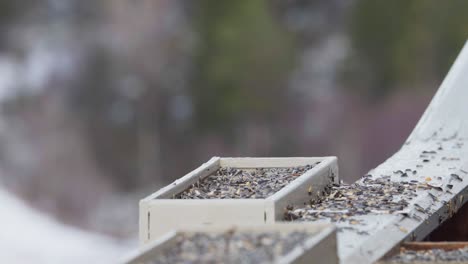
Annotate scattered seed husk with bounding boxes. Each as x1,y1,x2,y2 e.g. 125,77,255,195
284,177,417,223
174,163,318,199
144,230,310,264
389,247,468,263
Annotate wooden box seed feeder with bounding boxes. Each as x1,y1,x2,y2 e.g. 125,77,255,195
139,157,339,245
124,223,339,264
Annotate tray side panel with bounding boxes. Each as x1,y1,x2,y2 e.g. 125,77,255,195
140,199,265,244
267,157,339,221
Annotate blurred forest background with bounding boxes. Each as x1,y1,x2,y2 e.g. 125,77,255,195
0,0,468,238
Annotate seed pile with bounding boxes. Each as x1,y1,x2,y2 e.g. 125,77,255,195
285,176,418,223
175,163,318,199
145,230,308,264
389,247,468,263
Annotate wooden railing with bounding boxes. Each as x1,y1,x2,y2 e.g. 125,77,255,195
338,40,468,263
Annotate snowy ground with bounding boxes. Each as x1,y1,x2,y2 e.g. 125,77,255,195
0,187,129,264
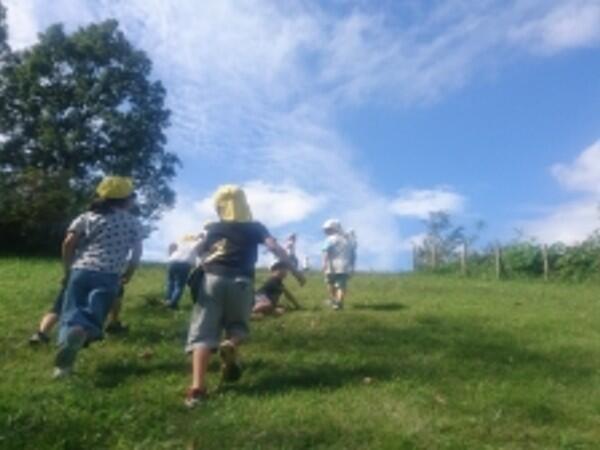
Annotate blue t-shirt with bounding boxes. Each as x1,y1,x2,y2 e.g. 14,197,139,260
199,222,271,278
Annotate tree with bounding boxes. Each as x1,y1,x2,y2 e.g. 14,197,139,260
0,1,10,60
0,20,179,253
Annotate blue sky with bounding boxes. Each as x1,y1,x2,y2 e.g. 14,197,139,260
4,0,600,270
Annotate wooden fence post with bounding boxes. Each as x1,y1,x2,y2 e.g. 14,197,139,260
496,245,502,280
542,244,550,281
413,244,419,272
460,242,467,276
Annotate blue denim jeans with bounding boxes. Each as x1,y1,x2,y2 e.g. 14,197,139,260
165,262,192,306
58,269,119,345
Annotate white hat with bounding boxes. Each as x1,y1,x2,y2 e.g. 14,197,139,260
323,219,342,231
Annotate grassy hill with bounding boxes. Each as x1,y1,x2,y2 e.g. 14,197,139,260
0,259,600,450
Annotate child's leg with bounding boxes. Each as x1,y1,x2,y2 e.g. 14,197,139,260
165,263,175,303
252,301,274,314
186,274,223,390
327,283,337,300
39,312,59,334
108,297,123,323
169,264,191,306
191,347,211,391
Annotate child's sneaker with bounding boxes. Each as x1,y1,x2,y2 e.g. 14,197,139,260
52,367,72,380
219,341,242,383
184,388,208,409
104,320,129,334
54,328,86,371
29,331,50,345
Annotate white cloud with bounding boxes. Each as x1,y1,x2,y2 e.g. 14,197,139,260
196,180,326,228
523,198,600,244
510,0,600,53
552,140,600,195
145,180,327,260
390,188,465,219
6,0,595,268
522,141,600,244
4,0,40,50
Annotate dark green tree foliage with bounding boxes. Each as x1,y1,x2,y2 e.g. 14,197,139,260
0,20,179,250
0,2,10,59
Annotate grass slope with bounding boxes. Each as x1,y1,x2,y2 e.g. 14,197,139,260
0,259,600,450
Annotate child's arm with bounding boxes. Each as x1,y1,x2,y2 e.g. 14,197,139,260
283,286,301,309
62,231,79,282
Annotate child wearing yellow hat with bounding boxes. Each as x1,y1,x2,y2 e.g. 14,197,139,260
185,185,304,407
54,177,143,377
165,232,204,309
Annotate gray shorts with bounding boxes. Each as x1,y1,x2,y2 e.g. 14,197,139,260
185,273,254,352
325,273,350,291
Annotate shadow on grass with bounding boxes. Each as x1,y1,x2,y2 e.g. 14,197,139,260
94,359,189,389
221,359,394,396
352,302,407,311
240,315,595,394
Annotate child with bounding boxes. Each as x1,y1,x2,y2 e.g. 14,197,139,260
165,234,203,309
29,281,128,345
252,261,300,318
284,233,298,269
323,219,354,311
54,177,143,378
185,185,304,408
346,229,358,274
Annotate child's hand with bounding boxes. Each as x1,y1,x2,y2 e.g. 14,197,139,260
294,271,306,286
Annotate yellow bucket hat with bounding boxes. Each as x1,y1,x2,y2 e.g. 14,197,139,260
96,176,133,200
214,184,252,222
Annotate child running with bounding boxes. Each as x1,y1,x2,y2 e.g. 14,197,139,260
252,261,300,319
165,233,204,309
29,281,128,345
54,177,143,378
323,219,355,311
185,185,305,408
284,233,298,269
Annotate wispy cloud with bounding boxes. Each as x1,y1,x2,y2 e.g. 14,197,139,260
510,0,600,53
5,0,598,268
523,141,600,244
390,188,466,219
552,140,600,197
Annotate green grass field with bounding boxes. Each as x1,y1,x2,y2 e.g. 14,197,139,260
0,259,600,450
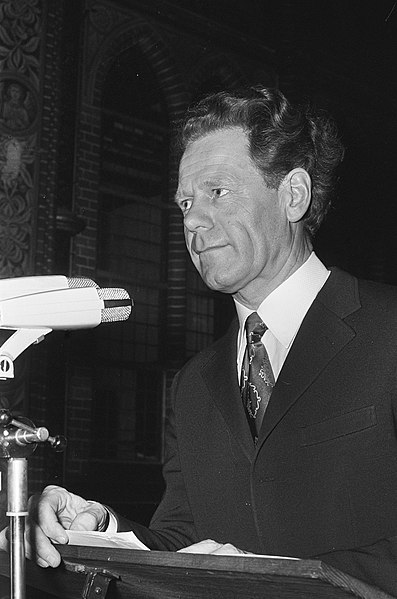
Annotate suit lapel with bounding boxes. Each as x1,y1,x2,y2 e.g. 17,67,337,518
258,270,360,446
202,319,254,460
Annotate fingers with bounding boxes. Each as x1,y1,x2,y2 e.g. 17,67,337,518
70,501,107,530
25,522,61,568
28,487,67,543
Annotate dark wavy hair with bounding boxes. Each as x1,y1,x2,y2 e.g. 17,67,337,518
179,87,344,236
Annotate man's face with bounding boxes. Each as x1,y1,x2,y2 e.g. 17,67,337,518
176,127,290,303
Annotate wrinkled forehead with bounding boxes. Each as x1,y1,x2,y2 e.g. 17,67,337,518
179,127,250,182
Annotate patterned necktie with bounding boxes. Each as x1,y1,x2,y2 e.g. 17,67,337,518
240,312,274,443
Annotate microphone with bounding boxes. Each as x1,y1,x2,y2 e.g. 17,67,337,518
0,275,133,330
0,275,133,380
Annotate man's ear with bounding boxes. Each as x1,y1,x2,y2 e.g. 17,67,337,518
279,168,312,223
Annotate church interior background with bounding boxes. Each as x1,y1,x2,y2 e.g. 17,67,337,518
0,0,397,523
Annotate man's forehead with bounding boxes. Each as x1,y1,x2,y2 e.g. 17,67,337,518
180,127,248,175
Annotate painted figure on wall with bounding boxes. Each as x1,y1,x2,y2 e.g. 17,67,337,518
0,80,33,131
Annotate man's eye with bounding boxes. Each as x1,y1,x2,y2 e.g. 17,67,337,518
179,200,192,213
211,187,229,198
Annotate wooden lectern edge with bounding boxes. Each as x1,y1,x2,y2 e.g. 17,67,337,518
0,545,396,599
59,545,395,599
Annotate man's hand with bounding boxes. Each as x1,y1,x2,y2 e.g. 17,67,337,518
3,485,107,568
178,539,254,555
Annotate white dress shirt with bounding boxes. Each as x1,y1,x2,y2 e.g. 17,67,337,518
234,252,330,380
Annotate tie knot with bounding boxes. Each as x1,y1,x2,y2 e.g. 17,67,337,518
245,312,267,343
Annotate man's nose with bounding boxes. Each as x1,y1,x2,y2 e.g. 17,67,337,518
183,197,213,233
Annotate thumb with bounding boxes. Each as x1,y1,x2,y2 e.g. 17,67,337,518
70,501,107,530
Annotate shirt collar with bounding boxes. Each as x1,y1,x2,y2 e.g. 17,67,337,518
234,252,330,349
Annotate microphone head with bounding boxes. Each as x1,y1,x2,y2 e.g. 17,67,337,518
66,277,98,289
97,287,134,322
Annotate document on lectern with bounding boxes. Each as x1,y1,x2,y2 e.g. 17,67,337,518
66,530,150,551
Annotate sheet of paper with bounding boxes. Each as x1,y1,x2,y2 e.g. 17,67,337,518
66,530,150,551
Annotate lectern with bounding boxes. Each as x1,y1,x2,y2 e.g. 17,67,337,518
0,546,392,599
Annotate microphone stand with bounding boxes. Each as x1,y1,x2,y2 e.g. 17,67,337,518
0,410,66,599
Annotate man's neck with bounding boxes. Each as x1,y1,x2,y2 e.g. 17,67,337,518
233,243,313,310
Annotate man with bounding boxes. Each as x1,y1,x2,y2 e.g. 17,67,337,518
3,89,397,595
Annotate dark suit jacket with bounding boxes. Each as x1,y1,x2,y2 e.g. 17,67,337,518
120,270,397,596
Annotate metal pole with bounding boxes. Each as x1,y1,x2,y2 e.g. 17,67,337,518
7,458,28,599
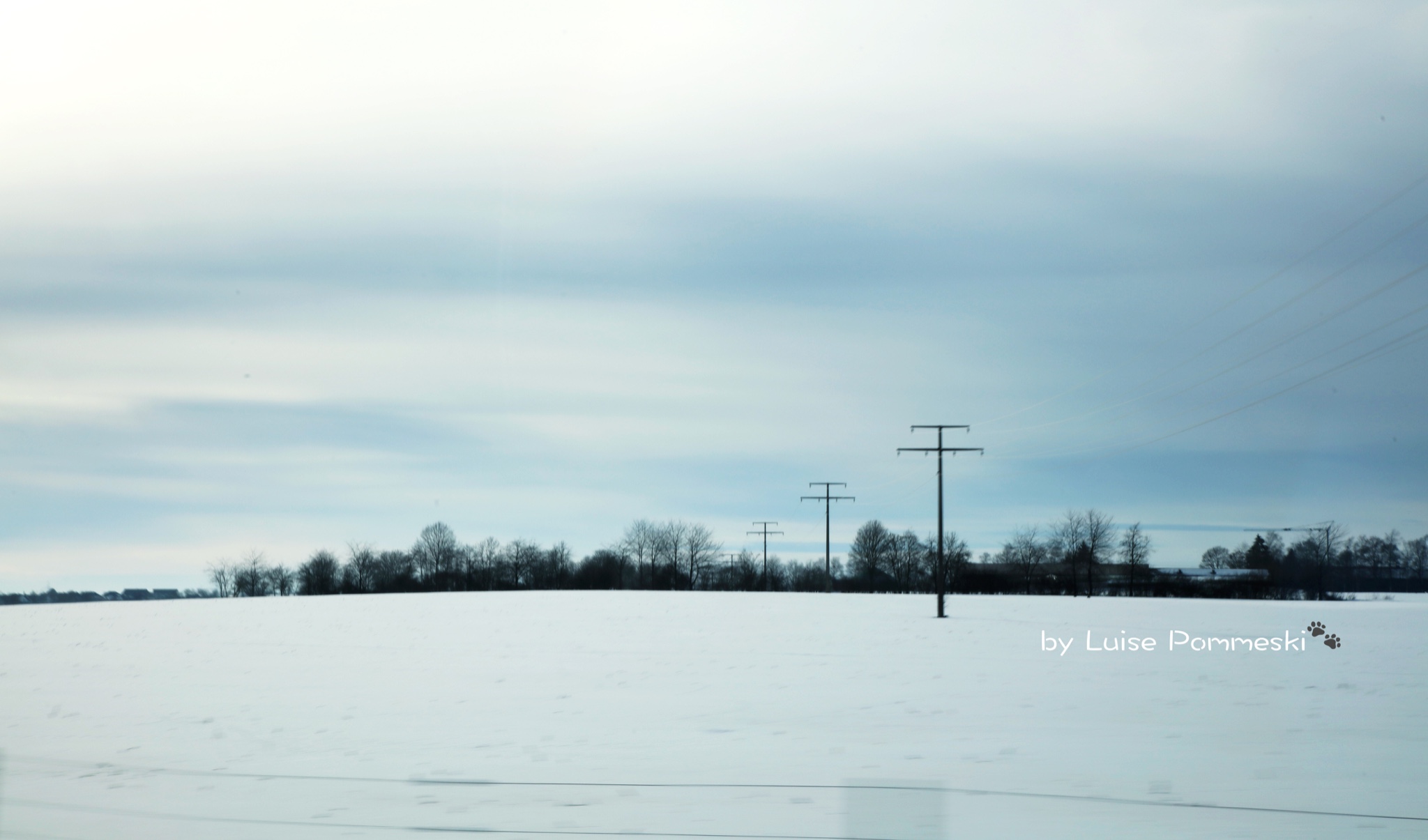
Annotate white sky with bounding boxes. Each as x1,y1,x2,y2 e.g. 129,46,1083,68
0,3,1428,590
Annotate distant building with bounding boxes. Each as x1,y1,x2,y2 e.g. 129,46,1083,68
1151,566,1270,583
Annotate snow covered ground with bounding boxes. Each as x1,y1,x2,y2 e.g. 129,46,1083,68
0,591,1428,840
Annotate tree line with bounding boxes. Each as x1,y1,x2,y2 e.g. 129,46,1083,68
207,520,842,597
208,509,1428,599
1199,523,1428,597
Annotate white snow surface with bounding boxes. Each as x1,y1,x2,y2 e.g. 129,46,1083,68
0,591,1428,840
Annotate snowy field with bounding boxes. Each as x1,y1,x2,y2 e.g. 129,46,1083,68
0,591,1428,840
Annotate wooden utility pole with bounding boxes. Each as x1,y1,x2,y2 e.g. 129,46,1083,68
744,520,784,591
798,482,857,591
897,425,984,618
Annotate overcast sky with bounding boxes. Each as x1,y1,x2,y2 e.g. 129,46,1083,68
0,1,1428,590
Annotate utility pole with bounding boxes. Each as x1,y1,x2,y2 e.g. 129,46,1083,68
1245,519,1334,602
897,425,984,618
798,482,857,591
744,520,784,591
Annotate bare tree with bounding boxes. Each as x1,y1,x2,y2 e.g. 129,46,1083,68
1311,521,1344,602
1199,546,1233,569
650,521,690,588
464,537,501,588
890,531,929,591
1052,510,1085,597
620,519,655,586
1084,507,1115,597
411,521,462,588
208,560,233,599
1121,523,1153,596
233,549,268,599
297,549,340,595
1003,526,1048,595
503,540,545,588
1404,535,1428,586
927,531,973,593
683,524,724,590
268,563,297,596
849,519,894,591
343,543,380,591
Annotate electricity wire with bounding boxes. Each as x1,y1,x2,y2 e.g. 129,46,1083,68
975,167,1428,426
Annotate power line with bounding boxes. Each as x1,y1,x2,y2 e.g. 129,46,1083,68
798,482,857,591
744,520,784,591
1074,257,1428,440
8,783,1428,840
6,760,1428,823
976,203,1428,434
897,425,985,618
1024,316,1428,460
978,166,1428,425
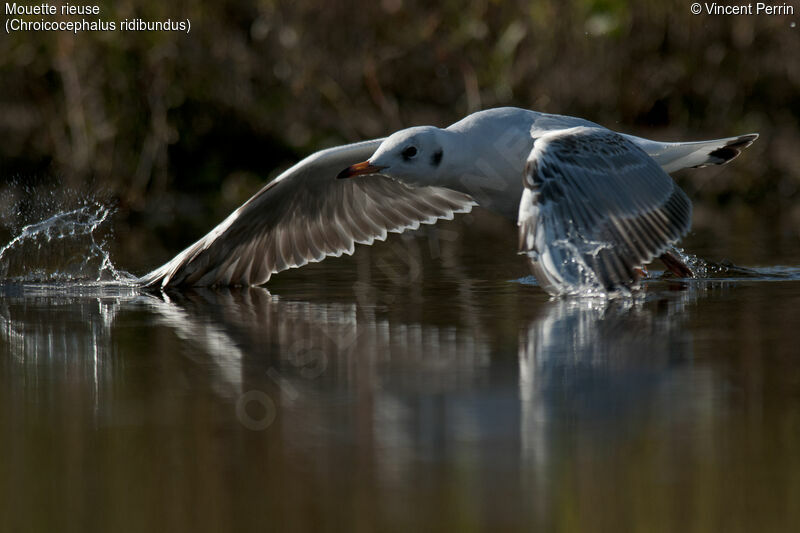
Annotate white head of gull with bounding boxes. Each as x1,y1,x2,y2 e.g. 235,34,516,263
140,107,758,294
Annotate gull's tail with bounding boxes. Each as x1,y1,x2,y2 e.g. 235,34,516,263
626,133,758,173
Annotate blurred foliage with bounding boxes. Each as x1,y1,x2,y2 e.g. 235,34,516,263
0,0,800,239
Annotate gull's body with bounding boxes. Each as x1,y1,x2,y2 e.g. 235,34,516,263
142,108,757,292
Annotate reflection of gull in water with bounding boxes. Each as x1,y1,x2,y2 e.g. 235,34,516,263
519,291,697,508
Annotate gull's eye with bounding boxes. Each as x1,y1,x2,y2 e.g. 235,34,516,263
400,146,417,161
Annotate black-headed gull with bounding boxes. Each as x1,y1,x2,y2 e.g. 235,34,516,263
141,107,758,294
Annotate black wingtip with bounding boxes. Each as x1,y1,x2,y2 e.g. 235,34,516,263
708,133,758,165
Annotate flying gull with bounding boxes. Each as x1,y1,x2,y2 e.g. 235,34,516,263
140,107,758,294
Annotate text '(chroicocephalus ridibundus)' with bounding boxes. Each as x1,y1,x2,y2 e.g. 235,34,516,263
141,108,758,294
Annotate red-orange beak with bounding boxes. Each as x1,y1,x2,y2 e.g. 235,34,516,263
336,161,386,180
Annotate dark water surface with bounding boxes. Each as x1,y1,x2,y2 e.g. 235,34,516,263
0,208,800,532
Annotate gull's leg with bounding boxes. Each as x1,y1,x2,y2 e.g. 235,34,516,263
659,252,694,278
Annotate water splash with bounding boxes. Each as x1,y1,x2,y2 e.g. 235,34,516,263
0,202,137,284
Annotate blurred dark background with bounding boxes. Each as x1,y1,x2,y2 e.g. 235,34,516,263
0,0,800,266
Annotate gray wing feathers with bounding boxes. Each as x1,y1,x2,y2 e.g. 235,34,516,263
623,133,758,172
519,128,691,292
140,140,475,287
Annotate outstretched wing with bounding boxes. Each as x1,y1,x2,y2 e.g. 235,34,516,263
140,139,475,287
519,127,692,293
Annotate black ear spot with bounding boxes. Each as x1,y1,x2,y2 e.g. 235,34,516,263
400,146,417,161
431,148,444,167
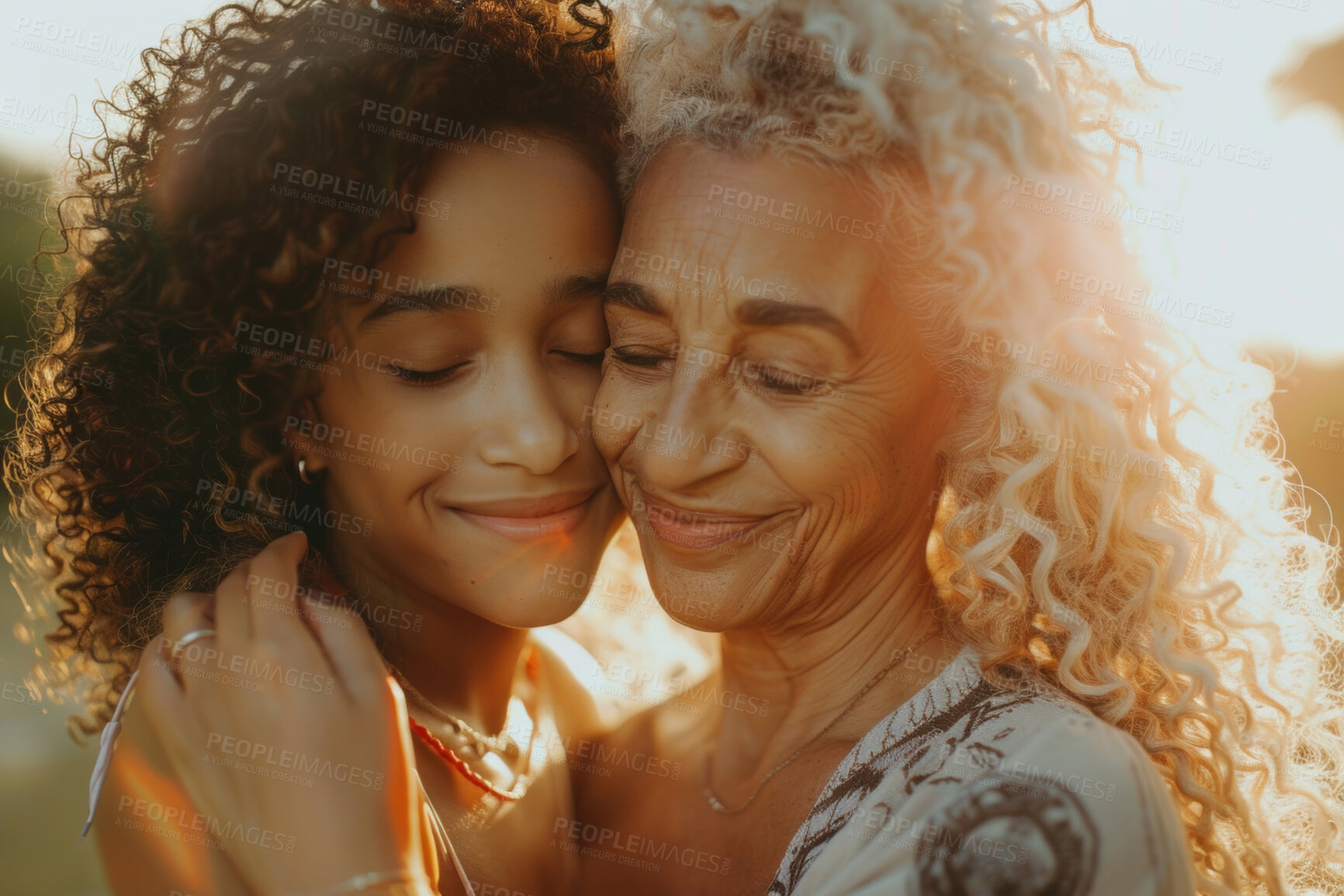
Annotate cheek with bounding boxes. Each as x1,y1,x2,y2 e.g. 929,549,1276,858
749,400,899,502
584,373,650,459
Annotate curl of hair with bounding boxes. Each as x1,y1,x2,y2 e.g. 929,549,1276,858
619,0,1344,894
4,0,618,736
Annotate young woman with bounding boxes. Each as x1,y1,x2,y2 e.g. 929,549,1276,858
7,0,632,896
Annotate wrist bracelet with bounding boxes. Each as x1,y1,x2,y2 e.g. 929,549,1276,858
292,868,437,896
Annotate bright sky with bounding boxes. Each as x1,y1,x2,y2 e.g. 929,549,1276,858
8,0,1344,362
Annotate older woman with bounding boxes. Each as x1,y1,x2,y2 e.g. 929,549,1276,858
107,0,1344,894
569,0,1340,894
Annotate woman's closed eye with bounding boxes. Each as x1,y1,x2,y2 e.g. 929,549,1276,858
554,349,606,367
609,345,672,368
746,363,830,395
393,362,470,386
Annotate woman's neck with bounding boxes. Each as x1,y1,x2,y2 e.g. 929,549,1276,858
317,548,529,733
707,531,958,797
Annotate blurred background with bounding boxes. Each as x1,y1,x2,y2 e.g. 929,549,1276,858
0,0,1344,896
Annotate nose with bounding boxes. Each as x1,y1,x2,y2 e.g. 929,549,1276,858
630,351,751,492
476,364,579,476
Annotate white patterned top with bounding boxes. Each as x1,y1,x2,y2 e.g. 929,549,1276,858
767,648,1196,896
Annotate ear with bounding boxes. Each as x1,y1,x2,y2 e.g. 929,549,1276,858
279,396,327,473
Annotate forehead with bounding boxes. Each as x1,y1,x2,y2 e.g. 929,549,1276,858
613,145,887,326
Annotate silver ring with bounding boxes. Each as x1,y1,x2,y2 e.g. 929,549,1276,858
172,628,215,659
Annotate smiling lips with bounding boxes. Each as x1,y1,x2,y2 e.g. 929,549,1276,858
643,494,770,551
449,489,599,543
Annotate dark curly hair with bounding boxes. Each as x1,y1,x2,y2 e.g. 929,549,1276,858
4,0,618,739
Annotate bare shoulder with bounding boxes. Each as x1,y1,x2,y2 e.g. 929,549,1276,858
532,628,615,738
90,682,248,896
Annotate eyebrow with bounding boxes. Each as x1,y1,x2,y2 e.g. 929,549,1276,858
733,298,859,355
602,279,668,317
355,272,606,330
602,279,859,355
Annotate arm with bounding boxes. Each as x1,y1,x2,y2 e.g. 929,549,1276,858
94,712,248,896
131,534,434,896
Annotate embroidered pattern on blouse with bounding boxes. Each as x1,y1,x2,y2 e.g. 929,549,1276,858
767,649,1098,896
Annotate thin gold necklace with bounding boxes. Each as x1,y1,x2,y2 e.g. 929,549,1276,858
384,661,523,762
705,624,940,813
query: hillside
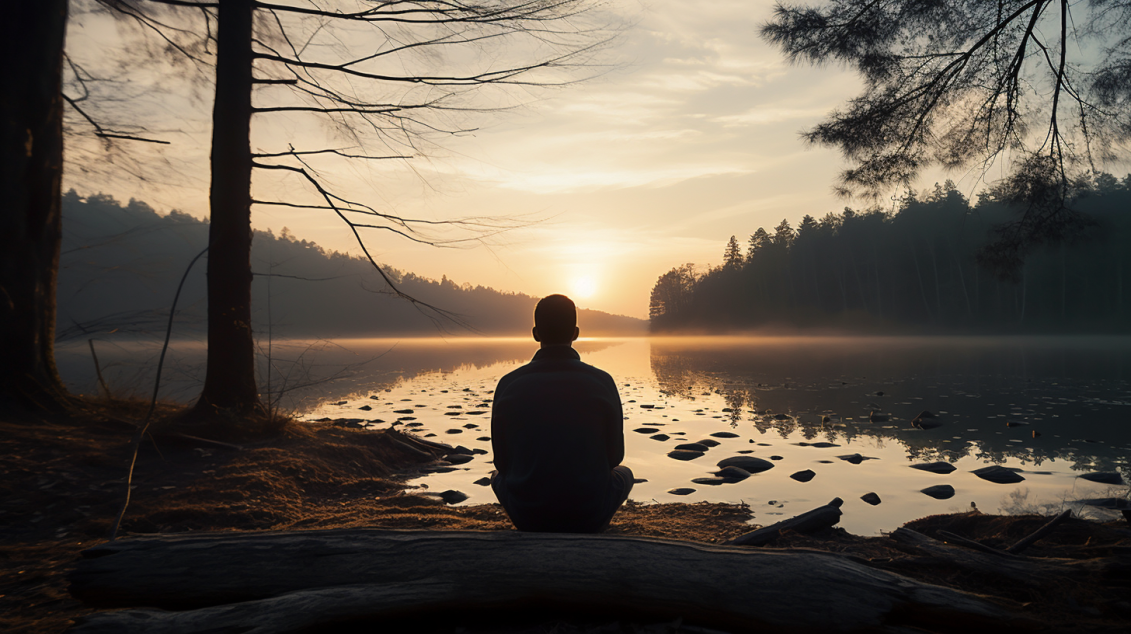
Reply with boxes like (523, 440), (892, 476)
(58, 190), (647, 340)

__AIM__: Render the records from the line with "Annotate white head" up to and including the line with "141,107,758,294" as a Markdown table with the columns n and Line, giving each line its own numbered row and leaving out blank lines.

__SOLUTION FOR THIS TASK__:
| n | Line |
|---|---|
| 1 | Annotate white head of gull with bounding boxes. Each as x1,y1,x2,y2 e.g. 235,34,516,263 |
| 2 | 140,107,758,294 |
| 3 | Annotate gull's tail with bounding boxes. Each as x1,y1,x2,y2 e.g. 235,34,516,263 |
| 4 | 626,133,758,173 |
| 5 | Annotate blurred foliage with bounding boxes. Each as x1,y1,x2,y2 e.g. 235,34,516,263 |
| 6 | 0,0,800,239 |
| 7 | Annotate gull's body with bounding boxes. Each as x1,y1,x2,y2 e.g. 235,34,516,263 |
| 8 | 142,108,757,292 |
| 9 | Annotate reflection of gull in water with bounding boxes. Each as x1,y1,x2,y2 e.g. 235,34,516,263 |
| 10 | 519,291,697,508 |
| 11 | Annotate gull's eye with bounding boxes. Each as x1,y1,x2,y2 e.g. 235,34,516,263 |
| 12 | 400,146,417,161 |
| 13 | Annotate black-headed gull with bounding boxes. Each as x1,y1,x2,y2 e.g. 235,34,516,263 |
| 14 | 141,107,758,294 |